▶ [PROVIDED PASSAGE]:
* START *

The Gift review: A (literal) sh*tshow that offers needed respite

The Gift | Park Theatre| ★★★☆☆

The Gift opens with a simple premise: Colin, our leading man, has received a poo in the post. And he doesn’t know who from. 

It’s a problem unusual enough to be grabbing, yet not too outlandish as to be farcical. (As it happens, the boss of British Gas reported having excrement delivered to his doorstep just a few years back.)

The rest of the play is a quotidian whodunnit, with Colin raking through his past to try and figure out who could possibly have the means and, crucially, the motive to do such a thing. Lisa, his no-nonsense sister, and Brian, the ‘bantering’ brother-in-law, are taken along for the ride.

It’s a gag which could very easily be derailed by an overserving of toilet humour. Thankfully, writer Dave Florez knows how to restrain himself (bar a few open goals he’d be remiss not to use – the play is a literal “shitshow”, as one character reminds us). The action takes place in one pretty uninspiring set – a modern, greige open-plan kitchen – but there is enough plot to keep you engaged.

* END *

▶ [SET EXERCISE 1]: According to the review of The Gift, where does all of the play's action take place?
▶ [SET EXERCISE 2]: Retype the review of The Gift from "It’s a problem" to "few years back.)".
The extracted records that come next are separate material and are not part of the review.

[Extracted records]
* START *

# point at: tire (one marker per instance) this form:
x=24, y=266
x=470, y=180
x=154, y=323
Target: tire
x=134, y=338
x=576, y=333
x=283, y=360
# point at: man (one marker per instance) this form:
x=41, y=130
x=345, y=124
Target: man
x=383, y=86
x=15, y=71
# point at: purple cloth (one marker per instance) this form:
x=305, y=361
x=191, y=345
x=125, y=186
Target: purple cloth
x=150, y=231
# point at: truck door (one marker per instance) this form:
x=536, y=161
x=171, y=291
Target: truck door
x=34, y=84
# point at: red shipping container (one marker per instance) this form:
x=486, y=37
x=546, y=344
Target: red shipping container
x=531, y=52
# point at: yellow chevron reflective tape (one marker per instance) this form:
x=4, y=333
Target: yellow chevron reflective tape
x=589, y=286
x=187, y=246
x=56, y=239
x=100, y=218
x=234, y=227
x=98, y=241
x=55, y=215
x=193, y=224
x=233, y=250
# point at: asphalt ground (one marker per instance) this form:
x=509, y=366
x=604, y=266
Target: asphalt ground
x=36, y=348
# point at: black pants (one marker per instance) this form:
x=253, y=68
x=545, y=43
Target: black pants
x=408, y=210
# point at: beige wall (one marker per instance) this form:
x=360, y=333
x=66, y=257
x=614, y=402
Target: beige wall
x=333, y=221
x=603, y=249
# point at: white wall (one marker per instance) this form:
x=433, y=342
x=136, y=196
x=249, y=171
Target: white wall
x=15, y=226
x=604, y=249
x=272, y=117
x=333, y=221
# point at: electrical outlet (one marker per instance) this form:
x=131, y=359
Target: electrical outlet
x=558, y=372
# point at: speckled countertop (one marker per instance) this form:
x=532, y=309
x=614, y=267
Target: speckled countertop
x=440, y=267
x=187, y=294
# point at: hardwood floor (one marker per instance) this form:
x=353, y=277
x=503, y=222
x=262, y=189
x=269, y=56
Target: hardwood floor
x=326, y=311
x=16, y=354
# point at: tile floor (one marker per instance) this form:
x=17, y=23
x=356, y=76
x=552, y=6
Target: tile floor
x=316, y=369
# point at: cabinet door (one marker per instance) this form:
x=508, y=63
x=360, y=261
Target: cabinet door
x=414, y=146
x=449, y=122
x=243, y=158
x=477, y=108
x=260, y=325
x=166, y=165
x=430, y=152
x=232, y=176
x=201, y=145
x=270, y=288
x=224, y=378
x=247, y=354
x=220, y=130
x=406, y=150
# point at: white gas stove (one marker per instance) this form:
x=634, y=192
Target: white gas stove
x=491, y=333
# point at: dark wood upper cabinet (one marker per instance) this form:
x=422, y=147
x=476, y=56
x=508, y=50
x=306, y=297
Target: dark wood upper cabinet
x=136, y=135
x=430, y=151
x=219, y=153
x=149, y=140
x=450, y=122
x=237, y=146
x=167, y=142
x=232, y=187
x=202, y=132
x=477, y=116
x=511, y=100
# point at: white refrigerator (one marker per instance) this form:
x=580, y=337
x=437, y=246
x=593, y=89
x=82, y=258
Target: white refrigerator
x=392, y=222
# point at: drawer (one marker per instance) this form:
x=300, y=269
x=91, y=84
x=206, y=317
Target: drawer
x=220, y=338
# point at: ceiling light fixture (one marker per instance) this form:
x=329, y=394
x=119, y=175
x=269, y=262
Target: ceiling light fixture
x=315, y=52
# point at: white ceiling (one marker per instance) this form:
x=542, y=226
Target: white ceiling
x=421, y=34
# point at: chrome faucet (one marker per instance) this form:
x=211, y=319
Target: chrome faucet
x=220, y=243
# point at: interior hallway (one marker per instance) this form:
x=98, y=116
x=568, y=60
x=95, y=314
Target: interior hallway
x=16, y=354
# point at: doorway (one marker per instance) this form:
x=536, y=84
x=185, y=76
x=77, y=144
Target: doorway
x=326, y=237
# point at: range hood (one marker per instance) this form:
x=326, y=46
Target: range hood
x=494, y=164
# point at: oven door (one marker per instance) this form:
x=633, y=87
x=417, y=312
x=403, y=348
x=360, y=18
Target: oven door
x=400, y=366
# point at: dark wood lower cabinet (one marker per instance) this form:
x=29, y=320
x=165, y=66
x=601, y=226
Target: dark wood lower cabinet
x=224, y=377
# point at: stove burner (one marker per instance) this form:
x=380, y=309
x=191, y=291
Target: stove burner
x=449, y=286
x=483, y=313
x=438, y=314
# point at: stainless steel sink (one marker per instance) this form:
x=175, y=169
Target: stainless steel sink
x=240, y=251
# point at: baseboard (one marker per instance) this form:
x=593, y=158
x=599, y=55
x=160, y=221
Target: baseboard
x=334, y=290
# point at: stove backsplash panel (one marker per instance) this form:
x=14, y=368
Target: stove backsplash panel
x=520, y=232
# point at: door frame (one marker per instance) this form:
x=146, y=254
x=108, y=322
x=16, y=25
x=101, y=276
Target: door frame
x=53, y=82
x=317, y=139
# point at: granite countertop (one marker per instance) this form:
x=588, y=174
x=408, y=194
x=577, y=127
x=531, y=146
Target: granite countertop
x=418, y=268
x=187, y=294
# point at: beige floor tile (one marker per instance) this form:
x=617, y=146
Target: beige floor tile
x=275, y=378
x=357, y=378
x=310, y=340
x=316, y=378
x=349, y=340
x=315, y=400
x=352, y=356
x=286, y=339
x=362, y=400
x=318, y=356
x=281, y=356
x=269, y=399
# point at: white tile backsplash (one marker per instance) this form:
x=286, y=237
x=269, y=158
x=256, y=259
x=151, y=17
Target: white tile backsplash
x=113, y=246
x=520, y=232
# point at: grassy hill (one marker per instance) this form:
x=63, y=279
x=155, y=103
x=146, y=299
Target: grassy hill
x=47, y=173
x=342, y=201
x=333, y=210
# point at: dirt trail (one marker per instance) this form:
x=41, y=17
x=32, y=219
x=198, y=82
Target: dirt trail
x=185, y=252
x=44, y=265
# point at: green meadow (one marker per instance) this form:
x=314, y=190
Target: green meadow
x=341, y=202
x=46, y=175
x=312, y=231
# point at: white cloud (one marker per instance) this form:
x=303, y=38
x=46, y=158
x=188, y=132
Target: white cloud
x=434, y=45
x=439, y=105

* END *
* START *

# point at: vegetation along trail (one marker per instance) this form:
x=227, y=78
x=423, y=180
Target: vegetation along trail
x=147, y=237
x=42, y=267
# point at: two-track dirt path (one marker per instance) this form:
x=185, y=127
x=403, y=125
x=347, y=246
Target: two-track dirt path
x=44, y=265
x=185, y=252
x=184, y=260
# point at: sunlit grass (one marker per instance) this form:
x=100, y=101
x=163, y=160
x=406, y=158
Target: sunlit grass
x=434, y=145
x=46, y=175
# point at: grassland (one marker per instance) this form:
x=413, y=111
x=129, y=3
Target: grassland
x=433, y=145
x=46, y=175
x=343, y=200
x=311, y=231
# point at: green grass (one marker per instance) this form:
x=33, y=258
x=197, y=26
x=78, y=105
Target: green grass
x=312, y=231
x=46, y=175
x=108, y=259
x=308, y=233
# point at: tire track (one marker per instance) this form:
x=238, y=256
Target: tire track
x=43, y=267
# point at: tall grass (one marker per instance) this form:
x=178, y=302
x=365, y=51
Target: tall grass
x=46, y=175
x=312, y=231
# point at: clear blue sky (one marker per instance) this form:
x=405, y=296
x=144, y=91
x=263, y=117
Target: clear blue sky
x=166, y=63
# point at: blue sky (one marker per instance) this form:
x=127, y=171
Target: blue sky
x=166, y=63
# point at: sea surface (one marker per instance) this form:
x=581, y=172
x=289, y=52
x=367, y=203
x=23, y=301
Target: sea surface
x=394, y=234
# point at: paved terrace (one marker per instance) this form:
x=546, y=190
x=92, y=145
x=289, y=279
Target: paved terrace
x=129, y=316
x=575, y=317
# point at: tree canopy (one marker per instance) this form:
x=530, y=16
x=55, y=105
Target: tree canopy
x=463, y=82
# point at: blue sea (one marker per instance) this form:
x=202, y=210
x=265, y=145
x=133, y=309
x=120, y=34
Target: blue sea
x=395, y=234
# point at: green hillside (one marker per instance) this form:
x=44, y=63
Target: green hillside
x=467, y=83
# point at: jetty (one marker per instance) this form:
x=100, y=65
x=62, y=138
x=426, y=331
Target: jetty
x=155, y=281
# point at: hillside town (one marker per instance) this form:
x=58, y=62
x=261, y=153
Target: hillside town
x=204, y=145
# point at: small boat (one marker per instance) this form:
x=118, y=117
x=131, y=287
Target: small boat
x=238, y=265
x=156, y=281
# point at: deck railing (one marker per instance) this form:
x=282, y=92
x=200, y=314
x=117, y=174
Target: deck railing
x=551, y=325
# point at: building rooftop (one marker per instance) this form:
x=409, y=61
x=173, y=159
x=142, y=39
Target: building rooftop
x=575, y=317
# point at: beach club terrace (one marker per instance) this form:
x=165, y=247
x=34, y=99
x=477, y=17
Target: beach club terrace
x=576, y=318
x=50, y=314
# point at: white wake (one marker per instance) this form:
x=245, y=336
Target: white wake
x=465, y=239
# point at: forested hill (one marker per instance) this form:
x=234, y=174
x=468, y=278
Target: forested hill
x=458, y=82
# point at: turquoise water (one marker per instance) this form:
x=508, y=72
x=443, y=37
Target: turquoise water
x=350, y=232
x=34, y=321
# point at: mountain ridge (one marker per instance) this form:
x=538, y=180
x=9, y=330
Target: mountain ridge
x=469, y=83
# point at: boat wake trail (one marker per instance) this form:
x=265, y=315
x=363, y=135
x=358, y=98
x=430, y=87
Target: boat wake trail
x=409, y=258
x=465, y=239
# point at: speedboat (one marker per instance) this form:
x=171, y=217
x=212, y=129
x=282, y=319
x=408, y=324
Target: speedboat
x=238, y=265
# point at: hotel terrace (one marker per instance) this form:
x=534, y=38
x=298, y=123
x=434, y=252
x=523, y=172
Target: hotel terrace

* END *
* START *

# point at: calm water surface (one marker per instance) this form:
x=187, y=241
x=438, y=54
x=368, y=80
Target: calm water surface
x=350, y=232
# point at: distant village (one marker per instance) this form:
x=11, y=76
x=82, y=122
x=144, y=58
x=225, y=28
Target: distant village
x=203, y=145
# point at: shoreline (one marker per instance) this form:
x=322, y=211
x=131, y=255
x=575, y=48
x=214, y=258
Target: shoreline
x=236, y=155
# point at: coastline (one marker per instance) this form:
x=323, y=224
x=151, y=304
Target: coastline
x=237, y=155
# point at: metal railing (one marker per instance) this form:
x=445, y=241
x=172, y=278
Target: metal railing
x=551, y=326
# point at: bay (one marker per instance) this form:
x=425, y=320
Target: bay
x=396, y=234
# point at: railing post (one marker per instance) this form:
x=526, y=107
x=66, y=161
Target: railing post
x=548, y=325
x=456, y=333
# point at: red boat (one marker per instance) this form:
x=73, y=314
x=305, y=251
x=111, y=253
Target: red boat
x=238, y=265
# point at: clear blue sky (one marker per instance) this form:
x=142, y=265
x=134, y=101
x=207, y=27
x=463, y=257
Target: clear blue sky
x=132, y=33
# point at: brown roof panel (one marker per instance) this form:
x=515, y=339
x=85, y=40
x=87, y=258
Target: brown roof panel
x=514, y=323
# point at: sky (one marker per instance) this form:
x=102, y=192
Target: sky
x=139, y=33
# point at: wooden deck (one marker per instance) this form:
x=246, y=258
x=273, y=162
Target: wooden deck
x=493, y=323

* END *

▶ [WRITTEN REPLY 1]: In a single set: a modern, greige open-plan kitchen.

▶ [WRITTEN REPLY 2]:
It’s a problem unusual enough to be grabbing, yet not too outlandish as to be farcical. (As it happens, the boss of British Gas reported having excrement delivered to his doorstep just a few years back.)